■ SELECTED TEXT:
####

Thoughts about Estonia from an Englishman’s perspective

David Foreman, an Englishman who splits his time between London and Pärnu, shares his thoughts about Estonia and Estonians.

At the forefront of the English person’s outlook on life is a concern with what others think about what they do. I wouldn’t say this is absent from a typical Estonian viewpoint, but it certainly doesn’t seem to carry the same weight. To me, this suggests a lack of insecurity – something the average English male, in particular, possesses in ample measure.

The English need reassurance that what they do is “normal”. From my experience, the average Estonian is not particularly interested in comparisons with others and simply gets on with his or her own business, with very little concern as to whether it is of interest to their neighbours.

So does this mean that Estonians are confident people? I suspect the answer is not necessarily, but the mere absence of this type of self-conscious “baggage” in their thinking probably makes their lives more straightforward.

An interesting example of these differences is the attitude towards the sauna. Put an Englishman in a room full of native Estonians and the mere mention of the word is enough to make the hapless visitor break out in a sweat. The English simply do not do “naked” with others, and the thought that they might be coerced into participation against their will – while at the same time not wanting to offend their hosts – creates a paradox that generates a great deal of embarrassment all round. And here, once again, you can see this lack of confidence coming to the surface.

Estonians simply do not give a fig what others think. They want to have a few drinks, get naked, and enjoy themselves. What do other people’s thoughts have to do with what they themselves are doing?

Sauna marathon in Otepää, Estonia.
Sauna marathon in Otepää, Estonia.

And then there is the business of massage. This alone deserves a book in its own right. My own experience is probably typical, and is borne out by the experiences of other expatriates.

You see, to an Englishman, massage carries certain connotations. If one accepts the initial premise that the English lack self-confidence, it follows that they are also inhibited. This has produced a rather peculiar national characteristic when it comes to sex: it is regarded as something illicit and secret, not to be openly discussed. The massage parlour in London was – and to a certain extent still is – a place associated with naughtiness rather than health, and certainly not somewhere you would tell your mother you were going.

So the staid visitor arrives in Estonia and is innocently asked by his companion whether he would like to go to the sauna, followed by a massage. Hmmmm. “Maybe” is the initial response, swiftly followed by a cascade of questions: will there be others there? Will the massage be given by a woman? Will I have to be naked? Lie on my back? Where, exactly, on the anatomy does the massage begin and end? How long will I be subjected to this?

And all of this takes place against a backdrop of losing control, being too embarrassed to say no, and simultaneously assuming the worst – or hoping for the best – possible outcome.

A spa in Pärnu, Estonia. Photo by Magnus Heinmets.
A spa in Pärnu, Estonia. Photo by Magnus Heinmets.

As a visitor, one of the things you soon notice, of course, is that Estonians instinctively understand their guests’ shyness and derive considerable pleasure from the awkwardness it creates. Yet my Estonian partner insists that Estonians are reserved – more of a British characteristic, which at first seems contradictory. But perhaps it is not. Keeping one’s thoughts to oneself is something we have in common, as is the quiet delight taken in observing the embarrassment of others.

####

■ DATA TO PROCESS:
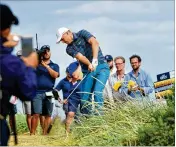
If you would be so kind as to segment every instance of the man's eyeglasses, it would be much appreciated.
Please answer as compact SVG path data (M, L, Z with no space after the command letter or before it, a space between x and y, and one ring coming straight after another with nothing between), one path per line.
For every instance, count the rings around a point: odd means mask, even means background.
M41 47L41 50L44 50L44 49L50 50L50 46L49 46L49 45L43 45L43 46Z
M123 63L115 63L115 65L122 65Z

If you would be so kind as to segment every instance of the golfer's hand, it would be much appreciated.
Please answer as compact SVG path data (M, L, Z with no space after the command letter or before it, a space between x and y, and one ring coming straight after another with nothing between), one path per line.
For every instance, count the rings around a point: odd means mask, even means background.
M19 37L17 35L9 35L7 41L3 43L4 47L15 47L18 45Z
M88 66L88 70L91 71L91 72L94 71L94 67L93 67L93 65L91 63Z
M139 86L138 85L135 85L133 87L131 87L131 91L137 91L139 90Z
M94 69L96 69L96 67L98 66L98 59L93 59L92 65L93 65Z

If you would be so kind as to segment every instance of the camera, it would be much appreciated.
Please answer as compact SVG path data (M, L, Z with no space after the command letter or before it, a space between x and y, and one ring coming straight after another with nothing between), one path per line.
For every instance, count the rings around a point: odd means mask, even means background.
M37 52L37 55L38 55L38 61L39 61L39 64L42 62L43 60L43 56L46 54L46 50L38 50L36 49L36 52Z
M39 60L39 64L42 62L44 55L46 54L47 50L50 50L50 46L49 45L44 45L41 47L41 49L36 49L36 52L38 54L38 60Z

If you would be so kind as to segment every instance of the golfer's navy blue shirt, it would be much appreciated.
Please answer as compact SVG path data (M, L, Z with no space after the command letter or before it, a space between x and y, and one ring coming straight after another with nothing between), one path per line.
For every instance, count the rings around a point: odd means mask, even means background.
M92 53L92 46L88 43L88 40L94 37L91 33L89 33L86 30L81 30L78 33L73 33L73 42L69 44L66 48L66 52L68 55L75 58L75 56L78 53L81 53L83 56L85 56L90 62L92 62L93 59L93 53ZM104 56L102 54L102 51L99 47L98 51L98 61L99 63L104 63ZM82 67L82 71L87 71L88 67L87 65L80 63Z

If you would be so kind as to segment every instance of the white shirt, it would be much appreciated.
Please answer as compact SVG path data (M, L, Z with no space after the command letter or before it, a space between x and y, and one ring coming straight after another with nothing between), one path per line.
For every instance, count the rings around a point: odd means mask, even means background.
M110 75L107 83L106 83L106 87L104 89L104 98L109 100L111 103L114 103L114 99L117 98L122 98L124 97L124 94L121 92L121 90L119 91L114 91L113 86L117 81L124 81L124 76L122 77L122 79L119 79L117 73L113 73Z

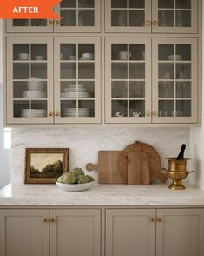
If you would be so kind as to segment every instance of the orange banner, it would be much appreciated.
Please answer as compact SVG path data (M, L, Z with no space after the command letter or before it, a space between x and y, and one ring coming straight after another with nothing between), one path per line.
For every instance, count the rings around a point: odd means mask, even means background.
M60 0L2 0L0 18L60 18L53 7Z

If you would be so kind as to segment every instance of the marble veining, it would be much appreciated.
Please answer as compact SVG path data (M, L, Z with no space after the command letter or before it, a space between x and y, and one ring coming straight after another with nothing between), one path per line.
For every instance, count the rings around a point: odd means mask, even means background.
M84 192L64 192L56 185L9 185L0 191L0 207L10 205L200 205L204 191L186 184L187 190L173 191L168 184L151 185L99 185Z
M122 150L135 140L154 146L165 167L164 158L175 156L182 143L187 145L185 156L189 154L188 127L13 128L12 183L23 183L26 147L69 147L69 169L85 169L88 162L97 163L99 150ZM91 175L97 180L97 172Z

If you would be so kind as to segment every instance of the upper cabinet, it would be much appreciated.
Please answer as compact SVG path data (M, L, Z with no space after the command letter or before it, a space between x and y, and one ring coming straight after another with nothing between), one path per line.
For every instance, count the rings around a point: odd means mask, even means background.
M11 19L7 32L100 32L100 0L62 0L54 8L61 19Z
M106 0L106 32L197 33L197 0Z

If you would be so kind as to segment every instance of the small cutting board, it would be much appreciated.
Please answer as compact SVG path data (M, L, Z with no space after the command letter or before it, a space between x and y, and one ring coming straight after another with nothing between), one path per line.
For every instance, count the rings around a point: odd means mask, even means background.
M136 147L137 144L140 144L140 148ZM138 149L145 154L138 153ZM118 158L118 168L122 176L130 185L148 185L155 179L158 179L161 182L165 183L168 179L167 174L161 172L159 153L151 145L139 141L128 145L121 152ZM149 172L148 169L149 169ZM135 177L130 174L134 170L137 173L135 174ZM141 172L142 173L145 172L145 174L138 176L138 173L141 173ZM129 174L135 180L132 180L132 178L128 178ZM142 179L144 179L144 181Z
M88 163L88 171L98 171L98 183L101 184L127 184L118 168L118 158L122 151L99 151L98 164Z

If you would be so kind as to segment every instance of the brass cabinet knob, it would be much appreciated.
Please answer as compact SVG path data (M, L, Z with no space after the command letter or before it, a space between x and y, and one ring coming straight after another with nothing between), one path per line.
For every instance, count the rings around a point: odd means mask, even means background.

####

■ REQUIRED WORK:
(1) Format the rows from the line containing "hand, it would be much appreciated." through the line containing "M139 86L138 85L135", both included, as a JSON list of strings with one string per line and blank lines omitted.
(2) Resume the text on Estonia as seen by an Englishman, starting after its final sentence.

■ ANSWERS TO THE EXERCISES:
(1)
[
  "If you would be so kind as to segment every instance of the golfer's hand, it would be much appreciated.",
  "Please answer as compact SVG path data (M, L, Z with no space after the command letter or before it, a space between x and y, and one ring coming straight after another with nothing between), one path per line.",
  "For every instance, count the rings around a point: odd means mask, even means background.",
  "M19 37L17 35L9 35L7 41L3 43L4 47L15 47L18 45Z",
  "M88 66L88 70L91 71L91 72L94 71L94 67L93 67L93 65L91 63Z",
  "M139 86L138 85L135 85L133 87L131 87L131 91L137 91L139 90Z"
]

(2)
The country run by women

I have visited Estonia on several occasions, but it was only recently that something very obvious struck me. Virtually every shop and business you encounter is staffed by women. I bought a small property – admittedly, the developer was a man – but the notary was a woman. I paid my electricity bill to a woman. I set up my bank account with a woman. I went to the insurance company, and a woman arranged my cover.

Having adopted Estonia as my second home, I decided to obtain an ID card. I went to the local parish offices, where a very kind woman registered me. I then went into town, to the government office, to collect the card, where a whole team of women fussed over me and informed me that the lady in the neighbouring parish had made a mistake with my application and that I would have to start all over again. In the meantime, I was hungry, and this same team then fussed once more – only this time they were concerned solely with where I might find something to eat.

I think one of the few places where I encountered a man was at the water board, where it was clear that the individual assisting me spent most of his working life digging up the mains – something that, for the time being at least, men in Estonia still seem better suited to..

Let's Do It World campaign in Estonia. Photo: Let's Do It World.
Let’s Do It World campaign in Estonia. Photo: Let’s Do It World.

Get on with it

In Latvia the drivers are dangerous. In France, I believe, a Frenchman considers it his national duty to try to run down pedestrians guilty of crossing the road. In Italy, a roundabout is a racing track with no concept of stopping. The Germans drive as fast as they can in straight lines, and in Spain nobody does anything in the afternoons.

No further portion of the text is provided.